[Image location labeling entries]
↓
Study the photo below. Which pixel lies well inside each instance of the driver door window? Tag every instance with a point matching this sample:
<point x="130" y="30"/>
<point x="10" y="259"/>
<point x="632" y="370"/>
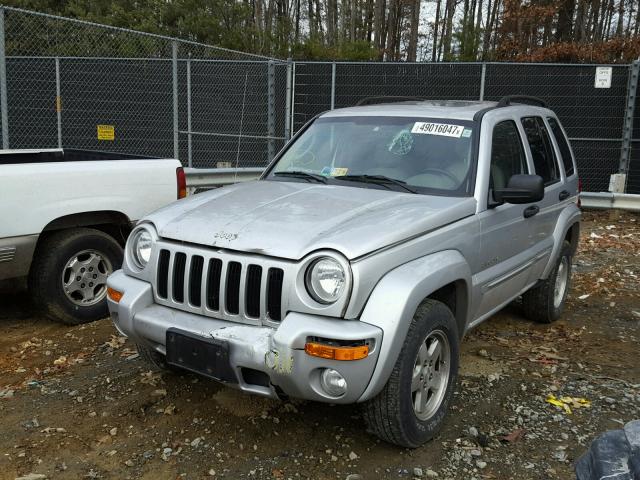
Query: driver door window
<point x="507" y="154"/>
↑
Short task — Write out all of the lines above again, requests included, and shift every coordinate in the answers by -11. Leave the pictures out.

The result —
Study the photo below. Which pixel lies well inside each instance of the driver door window? Tag every instance with a point matching this sample:
<point x="130" y="30"/>
<point x="10" y="259"/>
<point x="632" y="370"/>
Query: driver door window
<point x="496" y="143"/>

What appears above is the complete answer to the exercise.